**Given task**
Give the data from the line with "Practice. Identify the mullein" through the end as a two-column CSV with the headers text and answer. Use one row for each text and its answer, and put each field in quotation marks with line breaks replaced by spaces.

(Location identification entries)
++++++++

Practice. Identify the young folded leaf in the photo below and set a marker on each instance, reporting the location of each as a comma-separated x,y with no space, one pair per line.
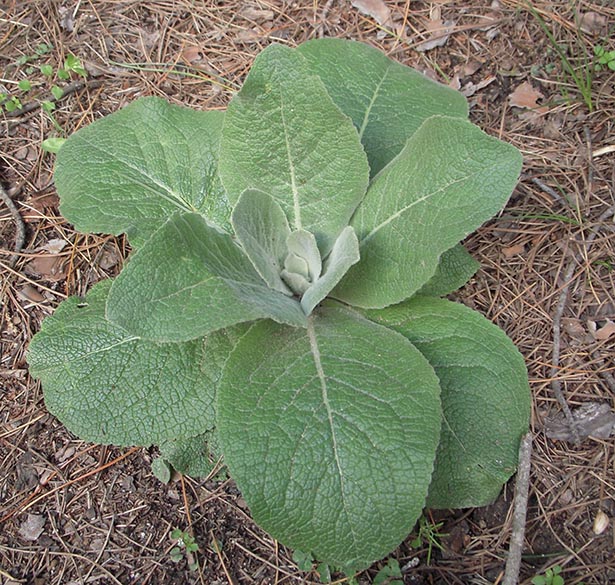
455,267
262,229
284,135
344,254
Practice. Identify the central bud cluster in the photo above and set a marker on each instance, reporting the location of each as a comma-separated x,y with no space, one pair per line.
303,264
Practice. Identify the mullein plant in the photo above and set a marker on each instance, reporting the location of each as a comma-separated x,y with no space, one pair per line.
283,303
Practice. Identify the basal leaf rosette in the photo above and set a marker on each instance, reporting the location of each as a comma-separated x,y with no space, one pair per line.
281,306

++++++++

**Output below**
text,answer
"Practice. Identify the mullein plant in the photo above and set a marker on each instance, reporting the location of each as a comma-separated x,y with no space, one pair per line.","283,303"
"Practice. Identify the basal leaf rosette in the photo above and set a marker on each instance, reporting the location of each as a comma-separated x,y with no space, one pair per line.","281,306"